■ Entries taken from a collection ■
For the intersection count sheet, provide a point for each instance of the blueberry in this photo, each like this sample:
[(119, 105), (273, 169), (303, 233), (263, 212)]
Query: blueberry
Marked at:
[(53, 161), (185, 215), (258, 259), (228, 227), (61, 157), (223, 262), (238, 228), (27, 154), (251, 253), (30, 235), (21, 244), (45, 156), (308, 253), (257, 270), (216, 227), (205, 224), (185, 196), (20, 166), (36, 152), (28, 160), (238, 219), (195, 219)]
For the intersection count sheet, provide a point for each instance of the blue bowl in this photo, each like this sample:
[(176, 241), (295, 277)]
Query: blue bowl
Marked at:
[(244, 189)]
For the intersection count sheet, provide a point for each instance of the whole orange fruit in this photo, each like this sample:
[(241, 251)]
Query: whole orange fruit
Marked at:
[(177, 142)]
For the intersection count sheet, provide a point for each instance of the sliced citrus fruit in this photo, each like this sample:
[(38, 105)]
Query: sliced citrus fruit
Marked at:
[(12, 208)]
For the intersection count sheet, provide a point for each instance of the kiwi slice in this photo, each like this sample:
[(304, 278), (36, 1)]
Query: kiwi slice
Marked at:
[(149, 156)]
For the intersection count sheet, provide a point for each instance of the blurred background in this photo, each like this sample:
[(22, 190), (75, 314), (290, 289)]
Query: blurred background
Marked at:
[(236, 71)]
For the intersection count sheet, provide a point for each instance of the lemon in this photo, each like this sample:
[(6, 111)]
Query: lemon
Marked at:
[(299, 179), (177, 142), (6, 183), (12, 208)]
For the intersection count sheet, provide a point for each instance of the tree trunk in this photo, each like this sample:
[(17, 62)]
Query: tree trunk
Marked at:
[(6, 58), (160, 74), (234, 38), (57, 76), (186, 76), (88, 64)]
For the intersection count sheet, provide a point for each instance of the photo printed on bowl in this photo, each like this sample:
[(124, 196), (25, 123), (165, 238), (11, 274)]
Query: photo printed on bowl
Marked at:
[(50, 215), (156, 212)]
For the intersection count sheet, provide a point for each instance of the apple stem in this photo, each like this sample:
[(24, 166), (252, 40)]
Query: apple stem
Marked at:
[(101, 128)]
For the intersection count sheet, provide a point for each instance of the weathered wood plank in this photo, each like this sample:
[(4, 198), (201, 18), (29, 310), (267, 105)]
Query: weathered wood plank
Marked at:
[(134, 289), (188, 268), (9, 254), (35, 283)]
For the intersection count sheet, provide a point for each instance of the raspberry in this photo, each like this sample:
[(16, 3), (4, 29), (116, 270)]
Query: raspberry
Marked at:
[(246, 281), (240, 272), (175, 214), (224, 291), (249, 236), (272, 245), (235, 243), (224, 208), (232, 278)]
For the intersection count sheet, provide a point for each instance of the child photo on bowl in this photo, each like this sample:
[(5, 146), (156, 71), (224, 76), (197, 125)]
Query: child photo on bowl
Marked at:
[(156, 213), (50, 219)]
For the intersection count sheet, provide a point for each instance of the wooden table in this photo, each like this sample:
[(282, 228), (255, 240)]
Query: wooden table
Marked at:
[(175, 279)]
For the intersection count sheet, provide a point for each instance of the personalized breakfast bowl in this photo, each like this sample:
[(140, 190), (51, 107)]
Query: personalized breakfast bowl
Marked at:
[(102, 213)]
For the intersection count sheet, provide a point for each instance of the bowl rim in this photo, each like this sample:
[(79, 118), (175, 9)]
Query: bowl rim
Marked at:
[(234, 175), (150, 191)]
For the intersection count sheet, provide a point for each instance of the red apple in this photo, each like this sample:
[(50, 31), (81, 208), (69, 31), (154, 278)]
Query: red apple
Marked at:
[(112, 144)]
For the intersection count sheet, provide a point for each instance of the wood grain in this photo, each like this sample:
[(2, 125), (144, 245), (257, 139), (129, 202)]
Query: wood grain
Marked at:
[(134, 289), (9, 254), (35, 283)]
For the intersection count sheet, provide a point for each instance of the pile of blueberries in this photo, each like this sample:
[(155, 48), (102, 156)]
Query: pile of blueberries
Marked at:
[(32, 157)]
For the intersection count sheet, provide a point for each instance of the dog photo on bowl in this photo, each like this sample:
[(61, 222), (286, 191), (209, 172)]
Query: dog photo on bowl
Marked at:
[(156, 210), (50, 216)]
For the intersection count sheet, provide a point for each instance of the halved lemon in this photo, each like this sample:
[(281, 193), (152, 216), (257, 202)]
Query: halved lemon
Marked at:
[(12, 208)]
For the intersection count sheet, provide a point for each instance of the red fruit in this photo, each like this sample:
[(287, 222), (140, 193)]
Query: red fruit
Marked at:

■ REQUIRED WORK ■
Output the complete data verbatim.

■ ANSWER SPACE ■
For the intersection count sheet, provide a point for each instance of the blueberry in this photo, each like this sample:
[(119, 105), (273, 169), (303, 233), (263, 212)]
Query: blueberry
Marked at:
[(53, 161), (185, 215), (258, 259), (228, 227), (61, 157), (223, 262), (238, 228), (27, 154), (251, 253), (30, 235), (21, 244), (45, 156), (308, 253), (257, 270), (216, 227), (205, 224), (185, 196), (20, 166), (36, 152), (28, 160), (238, 219), (195, 219)]
For the intersection count sheet, provide a point for each instance of the blue bowl in this photo, each like this sample:
[(176, 241), (295, 277)]
Query: blue bowl
Marked at:
[(244, 189)]
For the intersection count sheet, provide a point for each instance of the whole orange fruit in this photo, each like this sample:
[(241, 251)]
Query: whole orange fruit
Marked at:
[(177, 142)]
For the intersection count sheet, provide a point for each instance of the sliced citrus fruit in this photo, each like this sample:
[(38, 105)]
Query: sliced citrus fruit
Marked at:
[(12, 208)]
For the intersection count sheet, provide a point for each instance of the kiwi slice in this photo, each like this sample:
[(304, 278), (36, 1)]
Query: kiwi slice
Marked at:
[(149, 156)]
For the intersection count sheet, provide a point for each instance of the blurred background in this photo, each like this sample:
[(22, 190), (75, 314), (290, 289)]
Query: blurred background
Marked at:
[(236, 71)]
For the intersection count sheet, provide a point for each instance of the lemon in this photo, each like this sample:
[(6, 111)]
Query: lemon
Marked at:
[(299, 179), (177, 142), (6, 183), (12, 208)]
For the intersection count sheet, provide a point for each instance of the tree trunk in this photo, each like this sample:
[(17, 62)]
Query: tree trunk
Marked at:
[(6, 58), (160, 74), (234, 38), (57, 76), (186, 76), (88, 64)]
For the intersection count sheet, provide a point for each instance of the photo printed on bowl in this photo, each like this sample:
[(124, 196), (25, 123), (165, 238), (11, 274)]
Query: photo printed on bowl
Marked at:
[(50, 215), (156, 212)]
For the intersection count sheet, provide a point for each instance of the apple stem in this photo, each like this sample:
[(24, 166), (252, 40)]
Query: apple stem
Marked at:
[(101, 128)]
For the intersection count sheet, provide a point for each instance of the weathered wood plank in this photo, each like this sample:
[(4, 198), (201, 18), (29, 310), (267, 105)]
Query: weathered wood plank
Marked at:
[(134, 289), (188, 268), (9, 254), (35, 283)]
For the intersection count sheet, provide a point for each instance of the raspberry in this photo, each like this sample:
[(16, 3), (4, 29), (116, 270)]
Query: raspberry
Marked at:
[(246, 281), (240, 272), (175, 214), (224, 291), (249, 236), (272, 245), (235, 243), (224, 208), (232, 278)]
For the intersection count sheet, provide a point for each instance of the child photo on bowl in this photo, each like this sample:
[(5, 146), (156, 71), (224, 76), (197, 125)]
Query: child photo on bowl
Marked at:
[(156, 213), (50, 219)]
For the intersection count sheet, provide a point for each instance of the wooden table in this photo, each like this sample:
[(282, 228), (255, 240)]
Query: wooden table
Marked at:
[(175, 279)]
For the intersection count sheet, provide a point for each instance of the personalized breakfast bowl in this photo, each like this sample:
[(140, 190), (51, 107)]
Query: personalized breakfast bowl
Marked at:
[(102, 213)]
For the intersection count sheet, provide a point for each instance of the bowl rim in this photo, each like this sample:
[(79, 118), (175, 9)]
Query: bowl rim
Marked at:
[(234, 175), (150, 191)]
For the intersection count sheet, provide a point for each instance of the red apple in this photo, each like this sample:
[(50, 31), (81, 208), (69, 31), (154, 278)]
Query: red apple
Marked at:
[(112, 144)]
For the intersection count sheet, provide a point for each instance of the wood grain in this photo, each like this sample:
[(2, 125), (144, 245), (257, 139), (129, 202)]
Query: wood grain
Marked at:
[(134, 289), (9, 254), (35, 283)]
For the intersection count sheet, provide a point for each instance of the pile of blueberries in this photo, each like this sample:
[(155, 48), (102, 156)]
Query: pile of blueberries
Marked at:
[(32, 157)]
For the intersection count sheet, provide a point for each instance of the dog photo on bowl in this photo, each like this sample:
[(61, 222), (286, 191), (209, 172)]
Query: dog photo on bowl
Marked at:
[(156, 210), (50, 216)]
For the intersection count sheet, provide a point for each instance of the halved lemon in this photo, each like this sample:
[(281, 193), (152, 216), (257, 202)]
Query: halved lemon
Marked at:
[(12, 208)]
For the intersection count sheet, provide a point for each instance of the red fruit in this photo, each like this sample:
[(287, 222), (140, 193)]
Query: red fruit
Marked at:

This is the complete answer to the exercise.